▸ Input material:

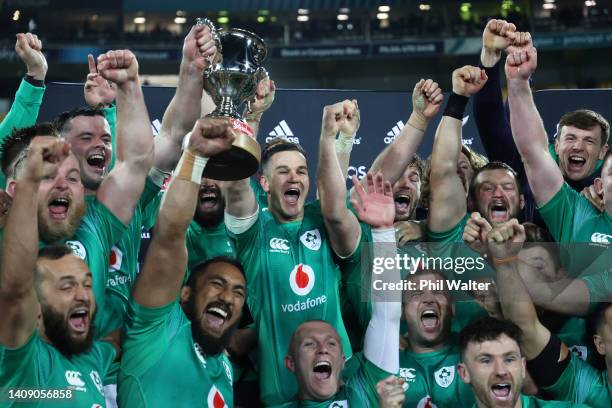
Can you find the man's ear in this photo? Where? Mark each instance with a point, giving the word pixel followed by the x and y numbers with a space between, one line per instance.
pixel 604 150
pixel 10 188
pixel 185 294
pixel 289 363
pixel 600 345
pixel 263 182
pixel 463 373
pixel 598 184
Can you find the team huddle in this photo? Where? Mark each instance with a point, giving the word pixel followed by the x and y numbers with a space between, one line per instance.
pixel 249 294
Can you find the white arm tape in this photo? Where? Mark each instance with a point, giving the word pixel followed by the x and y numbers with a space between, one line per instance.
pixel 238 225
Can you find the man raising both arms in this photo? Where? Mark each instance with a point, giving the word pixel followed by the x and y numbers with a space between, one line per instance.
pixel 315 352
pixel 557 371
pixel 174 352
pixel 570 217
pixel 56 351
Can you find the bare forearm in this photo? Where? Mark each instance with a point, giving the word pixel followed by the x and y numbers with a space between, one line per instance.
pixel 527 128
pixel 239 198
pixel 182 112
pixel 330 182
pixel 20 243
pixel 177 209
pixel 134 135
pixel 446 149
pixel 515 300
pixel 394 159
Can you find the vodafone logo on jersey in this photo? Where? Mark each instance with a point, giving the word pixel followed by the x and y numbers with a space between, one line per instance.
pixel 215 398
pixel 115 258
pixel 301 279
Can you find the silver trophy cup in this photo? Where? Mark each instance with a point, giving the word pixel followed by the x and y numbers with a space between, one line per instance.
pixel 231 80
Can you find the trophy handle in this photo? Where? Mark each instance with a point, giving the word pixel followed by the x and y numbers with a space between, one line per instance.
pixel 217 40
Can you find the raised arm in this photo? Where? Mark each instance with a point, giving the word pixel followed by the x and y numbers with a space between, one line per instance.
pixel 528 130
pixel 376 208
pixel 448 195
pixel 426 100
pixel 340 223
pixel 505 242
pixel 264 97
pixel 28 98
pixel 185 107
pixel 121 189
pixel 161 278
pixel 18 300
pixel 489 112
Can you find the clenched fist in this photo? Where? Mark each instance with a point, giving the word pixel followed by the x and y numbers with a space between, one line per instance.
pixel 118 66
pixel 335 117
pixel 521 65
pixel 29 49
pixel 211 136
pixel 468 80
pixel 199 47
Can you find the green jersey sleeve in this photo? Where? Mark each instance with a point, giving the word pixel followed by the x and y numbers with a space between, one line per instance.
pixel 564 213
pixel 598 279
pixel 361 387
pixel 23 113
pixel 453 235
pixel 582 384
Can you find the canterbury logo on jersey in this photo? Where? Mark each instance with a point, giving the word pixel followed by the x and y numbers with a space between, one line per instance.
pixel 279 245
pixel 115 259
pixel 311 239
pixel 601 238
pixel 408 374
pixel 445 376
pixel 74 379
pixel 283 130
pixel 78 248
pixel 215 398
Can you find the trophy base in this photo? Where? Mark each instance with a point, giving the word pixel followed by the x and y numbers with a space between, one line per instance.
pixel 240 162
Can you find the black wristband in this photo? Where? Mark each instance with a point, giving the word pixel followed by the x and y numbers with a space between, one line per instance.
pixel 456 106
pixel 545 369
pixel 33 81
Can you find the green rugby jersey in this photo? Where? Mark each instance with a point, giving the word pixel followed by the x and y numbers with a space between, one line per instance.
pixel 433 377
pixel 532 402
pixel 162 366
pixel 291 277
pixel 123 258
pixel 572 219
pixel 38 365
pixel 205 243
pixel 99 230
pixel 359 391
pixel 582 384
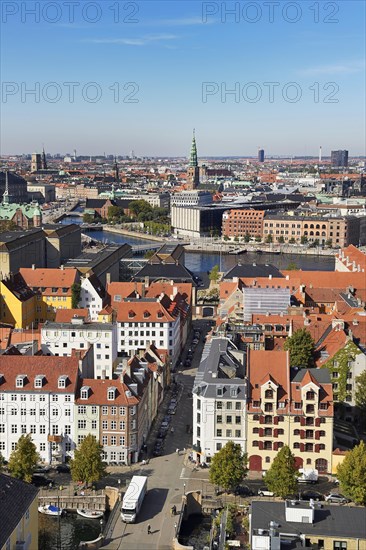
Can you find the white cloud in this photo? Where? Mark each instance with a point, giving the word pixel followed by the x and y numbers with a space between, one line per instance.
pixel 142 41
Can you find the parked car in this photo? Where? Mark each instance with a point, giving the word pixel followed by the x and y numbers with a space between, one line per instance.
pixel 311 495
pixel 42 470
pixel 63 468
pixel 334 497
pixel 264 492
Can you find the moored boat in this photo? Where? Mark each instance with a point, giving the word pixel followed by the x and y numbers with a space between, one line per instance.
pixel 50 510
pixel 90 514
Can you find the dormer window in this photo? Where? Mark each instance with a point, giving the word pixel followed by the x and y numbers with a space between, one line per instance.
pixel 20 381
pixel 62 381
pixel 84 392
pixel 111 394
pixel 38 381
pixel 233 392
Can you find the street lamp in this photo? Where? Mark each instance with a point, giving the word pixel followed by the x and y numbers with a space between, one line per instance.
pixel 101 526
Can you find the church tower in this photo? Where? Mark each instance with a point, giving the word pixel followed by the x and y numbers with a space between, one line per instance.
pixel 193 171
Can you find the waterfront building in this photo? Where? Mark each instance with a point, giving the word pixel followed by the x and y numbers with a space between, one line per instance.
pixel 242 223
pixel 186 199
pixel 104 264
pixel 61 339
pixel 193 171
pixel 92 295
pixel 219 399
pixel 16 187
pixel 37 396
pixel 339 158
pixel 299 524
pixel 288 405
pixel 19 514
pixel 53 289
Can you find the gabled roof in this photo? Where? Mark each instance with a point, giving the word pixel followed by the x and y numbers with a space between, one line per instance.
pixel 50 366
pixel 16 497
pixel 48 277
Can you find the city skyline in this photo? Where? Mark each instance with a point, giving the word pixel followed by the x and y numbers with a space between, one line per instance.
pixel 122 77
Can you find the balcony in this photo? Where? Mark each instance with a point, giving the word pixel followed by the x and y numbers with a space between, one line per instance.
pixel 54 438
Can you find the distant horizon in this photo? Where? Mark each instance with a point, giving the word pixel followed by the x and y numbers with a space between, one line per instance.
pixel 122 76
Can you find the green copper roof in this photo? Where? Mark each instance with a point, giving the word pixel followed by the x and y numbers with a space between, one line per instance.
pixel 193 156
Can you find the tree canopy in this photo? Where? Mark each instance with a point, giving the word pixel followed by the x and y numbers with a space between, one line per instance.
pixel 282 476
pixel 360 392
pixel 229 466
pixel 87 465
pixel 214 274
pixel 352 474
pixel 23 460
pixel 301 348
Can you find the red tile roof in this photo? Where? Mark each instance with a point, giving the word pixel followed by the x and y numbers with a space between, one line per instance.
pixel 51 367
pixel 65 315
pixel 98 393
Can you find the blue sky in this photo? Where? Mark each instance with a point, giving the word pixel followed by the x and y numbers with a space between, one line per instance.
pixel 146 73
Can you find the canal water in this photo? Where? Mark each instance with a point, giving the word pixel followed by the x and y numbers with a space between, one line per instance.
pixel 67 532
pixel 198 262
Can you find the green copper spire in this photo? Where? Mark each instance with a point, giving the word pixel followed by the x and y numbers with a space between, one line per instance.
pixel 193 156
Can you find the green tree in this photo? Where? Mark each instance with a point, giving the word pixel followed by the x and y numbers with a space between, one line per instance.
pixel 360 392
pixel 228 466
pixel 75 295
pixel 87 465
pixel 282 476
pixel 301 348
pixel 352 474
pixel 214 274
pixel 23 460
pixel 114 213
pixel 88 218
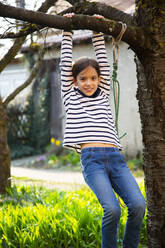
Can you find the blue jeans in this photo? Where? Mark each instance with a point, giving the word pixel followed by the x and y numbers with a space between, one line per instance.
pixel 105 171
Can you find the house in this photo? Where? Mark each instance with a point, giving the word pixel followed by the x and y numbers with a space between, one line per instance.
pixel 129 119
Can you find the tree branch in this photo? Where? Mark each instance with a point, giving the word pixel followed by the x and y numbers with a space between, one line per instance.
pixel 109 12
pixel 134 36
pixel 12 52
pixel 8 57
pixel 85 8
pixel 28 81
pixel 29 28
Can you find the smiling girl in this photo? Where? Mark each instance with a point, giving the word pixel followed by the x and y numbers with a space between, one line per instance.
pixel 90 130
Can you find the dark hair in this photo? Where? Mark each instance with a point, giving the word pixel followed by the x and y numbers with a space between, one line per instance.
pixel 82 63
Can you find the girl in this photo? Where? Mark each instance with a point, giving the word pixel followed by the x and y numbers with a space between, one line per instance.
pixel 90 130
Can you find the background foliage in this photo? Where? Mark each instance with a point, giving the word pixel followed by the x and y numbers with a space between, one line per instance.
pixel 37 217
pixel 28 127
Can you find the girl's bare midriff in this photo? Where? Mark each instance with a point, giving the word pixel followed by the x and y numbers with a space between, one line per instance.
pixel 86 145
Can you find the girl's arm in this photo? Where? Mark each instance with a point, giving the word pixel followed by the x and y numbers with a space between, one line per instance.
pixel 66 63
pixel 101 55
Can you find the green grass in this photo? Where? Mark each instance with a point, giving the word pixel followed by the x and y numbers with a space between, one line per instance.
pixel 37 217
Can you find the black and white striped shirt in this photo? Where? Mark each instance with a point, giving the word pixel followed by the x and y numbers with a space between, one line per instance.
pixel 88 119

▸ The problem: In the entries above, copy the lines from the one that contains "Can you find the girl's arm" through the last line, exactly as they appear.

▸ Answer to this exercise:
Can you find the girl's arm in this photo? Where? Mark each instance with a point, giving the word pixel followed by the x and y numbers with a space between, one line per instance.
pixel 66 63
pixel 101 55
Can you find the green grass in this photo? Where? Mark each instance with a point, giving the word pixel followed by the x and y numbers with a space between, one line per instance.
pixel 37 217
Can you find the black and white striped shirt in this photo? Where? Mark each instance with a point, giving the word pixel followed by the x and y numbers with a space between, one line per instance.
pixel 88 119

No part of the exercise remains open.